TEXT BLOCK ▸
● ● ●

Lethbridge Bulls
- Founded: 1999
- League: Western Canadian Baseball League
- Division: West Division
- Based in: Lethbridge
- Ballpark: Spitz Stadium
- Head coach: Chance Wheatley
- League titles: 2015, 2021
- Mascot: T-Bone

= Lethbridge Bulls =

The Lethbridge Bulls are a Summer college baseball team playing at Spitz Stadium in Lethbridge, Alberta. The team is a member of the Western Canadian Baseball League, a collegiate summer baseball league operating in the prairie provinces of Canada.

== History ==

The team was founded in 1999 by Doug Jones, mayor of the town of Oyen. Kevin Kvame has been the President and General Manager of the Bulls since 2005 and was the GM for the 3 preceding years as well. Kregg Snook became the current head coach in 2019. He was the team’s pitcher in 2014 and 2016.
The club played out of Henderson Stadium following the relocation of the Pioneer League franchise Lethbridge Mounties and Lethbridge Black Diamonds to Missoula in the fall of 1998 becoming the Missoula Osprey and then the Missoula PaddleHeads.

==Honours==
- WCBL
Champions (2): 2015, 2021

== Current ==

The Bulls have won the Western Division title on 4 occasions and the League Championship twice, in 2015 and in the 2021 shortened season due to COVID-19. They have been 1st overall in the regular season of the WMBL on 3 occasions.

== 2011 Highway Shooting ==

In 2011, two players from the Lethbridge Bulls (20-year old Mitch Maclean and 22-year-old Tanner Craswell) from Prince Edward Island lost their lives due to a triple murder-suicide along the Alberta Highway 2 near Claresholm Alberta. It has since been referred to as the “Claresholm highway shooting”.

● ● ●

PARTS OF THE EXERCISE ▸
1 > According to the Lethbridge Bulls article, why was the 2021 season, in which the team won its second league championship, a shortened season? Answer in one to three sentences.
2 > Transcribe the part of the Lethbridge Bulls article starting at "The team was" and ending at "2014 and 2016.".

● ● ●

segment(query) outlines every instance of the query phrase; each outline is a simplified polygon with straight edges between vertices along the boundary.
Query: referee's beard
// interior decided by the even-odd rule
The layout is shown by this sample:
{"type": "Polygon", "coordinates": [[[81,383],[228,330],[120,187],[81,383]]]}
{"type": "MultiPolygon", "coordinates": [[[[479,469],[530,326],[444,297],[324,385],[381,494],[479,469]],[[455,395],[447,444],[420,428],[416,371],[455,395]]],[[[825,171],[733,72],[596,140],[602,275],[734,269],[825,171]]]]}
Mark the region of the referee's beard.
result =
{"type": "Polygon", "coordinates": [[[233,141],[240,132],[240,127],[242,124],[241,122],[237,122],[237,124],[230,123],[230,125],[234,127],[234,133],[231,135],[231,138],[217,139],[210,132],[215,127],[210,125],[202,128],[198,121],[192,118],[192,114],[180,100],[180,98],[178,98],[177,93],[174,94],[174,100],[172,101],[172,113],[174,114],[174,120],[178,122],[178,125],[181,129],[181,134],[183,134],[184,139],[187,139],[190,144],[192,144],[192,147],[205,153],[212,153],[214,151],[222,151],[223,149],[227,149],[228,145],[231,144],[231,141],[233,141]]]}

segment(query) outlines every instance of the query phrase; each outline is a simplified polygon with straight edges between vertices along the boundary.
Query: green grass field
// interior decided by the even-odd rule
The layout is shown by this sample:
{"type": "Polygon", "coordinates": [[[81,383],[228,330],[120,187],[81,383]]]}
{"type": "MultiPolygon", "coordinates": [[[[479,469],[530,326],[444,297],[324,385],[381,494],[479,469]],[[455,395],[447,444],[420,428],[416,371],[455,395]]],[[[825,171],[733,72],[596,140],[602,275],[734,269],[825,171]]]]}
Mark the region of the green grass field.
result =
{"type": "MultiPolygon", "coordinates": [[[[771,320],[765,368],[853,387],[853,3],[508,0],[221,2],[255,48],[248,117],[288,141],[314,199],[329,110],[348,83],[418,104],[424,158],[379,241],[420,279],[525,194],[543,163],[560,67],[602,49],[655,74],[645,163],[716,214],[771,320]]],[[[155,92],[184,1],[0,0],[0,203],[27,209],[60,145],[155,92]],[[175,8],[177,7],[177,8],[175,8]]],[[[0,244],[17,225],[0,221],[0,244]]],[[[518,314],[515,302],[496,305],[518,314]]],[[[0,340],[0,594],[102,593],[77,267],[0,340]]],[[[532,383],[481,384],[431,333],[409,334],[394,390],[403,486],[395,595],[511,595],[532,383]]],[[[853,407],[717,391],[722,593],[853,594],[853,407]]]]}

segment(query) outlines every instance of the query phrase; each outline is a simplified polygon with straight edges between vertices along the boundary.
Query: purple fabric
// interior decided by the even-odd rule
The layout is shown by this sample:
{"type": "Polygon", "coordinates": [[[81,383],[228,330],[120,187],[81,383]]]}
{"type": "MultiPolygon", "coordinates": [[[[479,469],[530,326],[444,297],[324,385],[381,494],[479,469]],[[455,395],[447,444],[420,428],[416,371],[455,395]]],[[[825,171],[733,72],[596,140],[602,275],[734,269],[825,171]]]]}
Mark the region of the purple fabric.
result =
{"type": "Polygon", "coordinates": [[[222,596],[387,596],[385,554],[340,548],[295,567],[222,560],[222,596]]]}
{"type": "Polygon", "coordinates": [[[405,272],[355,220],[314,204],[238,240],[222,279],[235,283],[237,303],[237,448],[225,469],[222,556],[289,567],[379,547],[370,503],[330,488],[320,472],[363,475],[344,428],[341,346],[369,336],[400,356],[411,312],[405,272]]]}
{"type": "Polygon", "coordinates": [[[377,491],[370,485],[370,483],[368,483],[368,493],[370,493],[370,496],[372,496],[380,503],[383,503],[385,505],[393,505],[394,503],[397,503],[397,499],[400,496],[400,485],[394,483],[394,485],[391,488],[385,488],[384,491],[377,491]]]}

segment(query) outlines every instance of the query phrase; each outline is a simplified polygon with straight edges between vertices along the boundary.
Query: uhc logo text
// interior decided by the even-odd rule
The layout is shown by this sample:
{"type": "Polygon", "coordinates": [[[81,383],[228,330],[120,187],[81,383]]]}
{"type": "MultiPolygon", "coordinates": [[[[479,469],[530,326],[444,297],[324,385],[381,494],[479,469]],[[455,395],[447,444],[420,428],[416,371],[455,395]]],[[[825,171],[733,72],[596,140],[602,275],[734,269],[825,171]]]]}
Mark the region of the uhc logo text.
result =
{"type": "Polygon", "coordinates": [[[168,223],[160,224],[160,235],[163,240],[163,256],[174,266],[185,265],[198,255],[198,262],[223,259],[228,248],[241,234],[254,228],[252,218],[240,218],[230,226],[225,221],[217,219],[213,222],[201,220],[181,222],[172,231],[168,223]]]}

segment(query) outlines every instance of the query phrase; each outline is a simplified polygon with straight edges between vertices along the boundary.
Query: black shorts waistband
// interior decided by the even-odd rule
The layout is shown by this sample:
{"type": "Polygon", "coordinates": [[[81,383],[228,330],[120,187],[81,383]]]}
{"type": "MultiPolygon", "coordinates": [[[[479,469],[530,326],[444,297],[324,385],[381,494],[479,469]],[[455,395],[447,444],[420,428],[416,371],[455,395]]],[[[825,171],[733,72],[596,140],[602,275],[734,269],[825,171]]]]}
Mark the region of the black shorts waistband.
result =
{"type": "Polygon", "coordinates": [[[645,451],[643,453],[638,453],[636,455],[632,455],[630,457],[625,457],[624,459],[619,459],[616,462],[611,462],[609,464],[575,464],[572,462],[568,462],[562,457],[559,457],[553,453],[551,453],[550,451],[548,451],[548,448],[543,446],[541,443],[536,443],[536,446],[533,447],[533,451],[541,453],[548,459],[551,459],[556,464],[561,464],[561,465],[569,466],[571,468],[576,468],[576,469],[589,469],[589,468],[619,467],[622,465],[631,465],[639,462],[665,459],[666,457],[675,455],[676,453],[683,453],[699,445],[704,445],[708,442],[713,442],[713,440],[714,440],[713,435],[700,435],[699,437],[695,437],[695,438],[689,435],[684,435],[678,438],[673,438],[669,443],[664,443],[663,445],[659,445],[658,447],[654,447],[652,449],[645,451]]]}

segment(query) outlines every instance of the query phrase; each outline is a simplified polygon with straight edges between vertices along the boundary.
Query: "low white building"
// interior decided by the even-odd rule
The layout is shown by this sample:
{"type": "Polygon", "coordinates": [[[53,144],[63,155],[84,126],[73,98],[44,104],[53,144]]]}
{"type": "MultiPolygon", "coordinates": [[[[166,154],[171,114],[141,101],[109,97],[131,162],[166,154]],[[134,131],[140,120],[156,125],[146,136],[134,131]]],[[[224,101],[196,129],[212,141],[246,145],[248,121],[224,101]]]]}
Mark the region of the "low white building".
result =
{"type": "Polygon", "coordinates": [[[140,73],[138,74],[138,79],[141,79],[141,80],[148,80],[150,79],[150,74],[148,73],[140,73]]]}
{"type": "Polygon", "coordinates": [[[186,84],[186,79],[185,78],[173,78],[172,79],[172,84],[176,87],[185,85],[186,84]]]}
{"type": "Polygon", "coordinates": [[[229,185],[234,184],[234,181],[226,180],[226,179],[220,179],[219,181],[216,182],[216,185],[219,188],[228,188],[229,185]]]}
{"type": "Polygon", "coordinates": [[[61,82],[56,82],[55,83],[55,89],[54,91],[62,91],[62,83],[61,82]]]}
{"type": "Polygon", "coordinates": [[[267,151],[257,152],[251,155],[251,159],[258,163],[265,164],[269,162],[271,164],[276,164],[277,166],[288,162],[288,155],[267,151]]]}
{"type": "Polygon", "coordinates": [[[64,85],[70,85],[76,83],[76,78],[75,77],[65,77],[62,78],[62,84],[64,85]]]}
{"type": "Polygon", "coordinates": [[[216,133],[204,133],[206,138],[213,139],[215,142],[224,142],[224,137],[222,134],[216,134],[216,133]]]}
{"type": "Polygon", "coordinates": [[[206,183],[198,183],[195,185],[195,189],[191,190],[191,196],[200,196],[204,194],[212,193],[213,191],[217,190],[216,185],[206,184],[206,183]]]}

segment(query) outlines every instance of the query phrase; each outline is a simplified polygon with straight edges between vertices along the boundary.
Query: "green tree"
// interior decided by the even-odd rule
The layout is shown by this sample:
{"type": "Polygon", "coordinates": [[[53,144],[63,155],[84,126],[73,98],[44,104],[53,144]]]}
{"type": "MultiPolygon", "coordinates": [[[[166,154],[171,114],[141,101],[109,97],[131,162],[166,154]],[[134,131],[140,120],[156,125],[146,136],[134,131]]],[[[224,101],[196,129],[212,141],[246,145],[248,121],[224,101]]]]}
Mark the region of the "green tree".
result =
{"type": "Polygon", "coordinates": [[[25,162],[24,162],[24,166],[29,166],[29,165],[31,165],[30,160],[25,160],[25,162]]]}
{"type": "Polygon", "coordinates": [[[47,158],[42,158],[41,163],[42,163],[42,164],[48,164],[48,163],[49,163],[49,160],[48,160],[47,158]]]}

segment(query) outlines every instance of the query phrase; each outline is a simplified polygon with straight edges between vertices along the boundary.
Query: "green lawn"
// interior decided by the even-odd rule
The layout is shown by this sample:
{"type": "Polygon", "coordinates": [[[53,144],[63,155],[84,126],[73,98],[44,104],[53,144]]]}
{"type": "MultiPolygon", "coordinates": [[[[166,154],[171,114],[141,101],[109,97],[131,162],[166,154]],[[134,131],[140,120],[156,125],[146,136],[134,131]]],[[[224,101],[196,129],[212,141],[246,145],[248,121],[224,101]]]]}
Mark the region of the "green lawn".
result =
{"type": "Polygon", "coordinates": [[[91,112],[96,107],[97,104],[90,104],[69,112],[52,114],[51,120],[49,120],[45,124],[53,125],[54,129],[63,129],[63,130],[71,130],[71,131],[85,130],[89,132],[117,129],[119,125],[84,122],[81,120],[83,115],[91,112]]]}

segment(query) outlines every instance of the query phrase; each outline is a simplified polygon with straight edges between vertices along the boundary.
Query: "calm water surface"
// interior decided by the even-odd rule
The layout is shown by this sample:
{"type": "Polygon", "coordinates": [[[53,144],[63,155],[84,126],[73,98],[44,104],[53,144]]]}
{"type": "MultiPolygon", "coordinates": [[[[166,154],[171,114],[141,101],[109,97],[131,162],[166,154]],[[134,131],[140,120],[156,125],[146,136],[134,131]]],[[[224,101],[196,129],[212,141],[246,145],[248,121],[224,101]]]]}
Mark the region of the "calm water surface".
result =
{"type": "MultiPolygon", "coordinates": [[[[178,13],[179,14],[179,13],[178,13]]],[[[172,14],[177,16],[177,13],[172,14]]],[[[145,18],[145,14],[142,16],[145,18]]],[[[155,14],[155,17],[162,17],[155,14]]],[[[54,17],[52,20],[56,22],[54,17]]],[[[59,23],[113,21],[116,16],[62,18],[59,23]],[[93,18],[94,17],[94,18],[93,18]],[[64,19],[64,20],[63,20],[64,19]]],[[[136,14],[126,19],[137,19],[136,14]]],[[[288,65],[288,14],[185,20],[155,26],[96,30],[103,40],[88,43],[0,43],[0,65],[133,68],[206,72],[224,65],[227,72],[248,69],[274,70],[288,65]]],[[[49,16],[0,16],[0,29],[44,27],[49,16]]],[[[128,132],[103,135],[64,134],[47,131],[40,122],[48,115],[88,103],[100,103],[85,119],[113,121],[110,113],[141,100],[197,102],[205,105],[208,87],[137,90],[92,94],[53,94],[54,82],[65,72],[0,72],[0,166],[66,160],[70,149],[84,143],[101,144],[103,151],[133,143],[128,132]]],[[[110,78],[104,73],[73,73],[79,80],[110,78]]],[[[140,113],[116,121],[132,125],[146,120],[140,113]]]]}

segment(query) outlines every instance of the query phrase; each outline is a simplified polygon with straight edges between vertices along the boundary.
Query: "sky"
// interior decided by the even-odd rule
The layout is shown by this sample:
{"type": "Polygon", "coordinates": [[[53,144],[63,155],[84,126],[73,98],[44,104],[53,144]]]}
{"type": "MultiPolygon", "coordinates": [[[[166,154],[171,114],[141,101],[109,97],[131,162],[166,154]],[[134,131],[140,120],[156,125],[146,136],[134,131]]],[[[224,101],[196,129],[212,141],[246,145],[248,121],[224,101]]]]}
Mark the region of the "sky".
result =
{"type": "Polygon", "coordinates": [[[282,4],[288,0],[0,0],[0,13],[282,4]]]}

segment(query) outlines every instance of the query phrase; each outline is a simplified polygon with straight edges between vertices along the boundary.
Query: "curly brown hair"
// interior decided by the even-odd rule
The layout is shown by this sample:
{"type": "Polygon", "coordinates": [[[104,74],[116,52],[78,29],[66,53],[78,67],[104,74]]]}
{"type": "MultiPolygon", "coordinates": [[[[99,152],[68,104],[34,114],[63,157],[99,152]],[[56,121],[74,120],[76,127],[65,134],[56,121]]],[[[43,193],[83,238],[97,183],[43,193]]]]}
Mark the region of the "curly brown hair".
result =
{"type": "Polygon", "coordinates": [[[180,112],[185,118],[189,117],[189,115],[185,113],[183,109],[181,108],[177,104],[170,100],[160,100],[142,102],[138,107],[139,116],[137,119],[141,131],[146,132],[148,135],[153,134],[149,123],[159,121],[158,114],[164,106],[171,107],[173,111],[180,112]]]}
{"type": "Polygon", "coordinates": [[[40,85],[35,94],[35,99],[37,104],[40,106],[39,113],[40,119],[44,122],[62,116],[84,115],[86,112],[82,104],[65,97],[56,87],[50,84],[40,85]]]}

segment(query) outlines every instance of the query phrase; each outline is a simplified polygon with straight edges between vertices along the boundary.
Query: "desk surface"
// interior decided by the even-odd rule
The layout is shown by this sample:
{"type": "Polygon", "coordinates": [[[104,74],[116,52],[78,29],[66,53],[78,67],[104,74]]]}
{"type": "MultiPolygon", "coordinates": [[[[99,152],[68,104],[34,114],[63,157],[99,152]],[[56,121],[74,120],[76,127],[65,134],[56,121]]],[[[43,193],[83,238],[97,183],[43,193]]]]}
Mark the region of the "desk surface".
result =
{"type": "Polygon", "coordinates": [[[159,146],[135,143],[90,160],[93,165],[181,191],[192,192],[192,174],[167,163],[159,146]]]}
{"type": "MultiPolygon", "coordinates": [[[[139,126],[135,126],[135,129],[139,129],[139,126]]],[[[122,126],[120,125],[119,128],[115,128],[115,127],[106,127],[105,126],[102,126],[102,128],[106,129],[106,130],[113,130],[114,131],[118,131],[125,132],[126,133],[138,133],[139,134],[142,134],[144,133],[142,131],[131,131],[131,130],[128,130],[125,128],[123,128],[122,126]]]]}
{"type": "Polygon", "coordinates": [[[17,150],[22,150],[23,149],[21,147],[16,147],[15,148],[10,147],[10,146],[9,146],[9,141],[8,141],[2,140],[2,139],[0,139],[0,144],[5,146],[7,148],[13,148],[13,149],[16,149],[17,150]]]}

● ● ●

ANSWERS BY ITEM NUMBER ▸
1 > The 2021 season was shortened due to COVID-19. The Bulls still won the League Championship that year, their second title after 2015.

2 >
The team was founded in 1999 by Doug Jones, mayor of the town of Oyen. Kevin Kvame has been the President and General Manager of the Bulls since 2005 and was the GM for the 3 preceding years as well. Kregg Snook became the current head coach in 2019. He was the team’s pitcher in 2014 and 2016.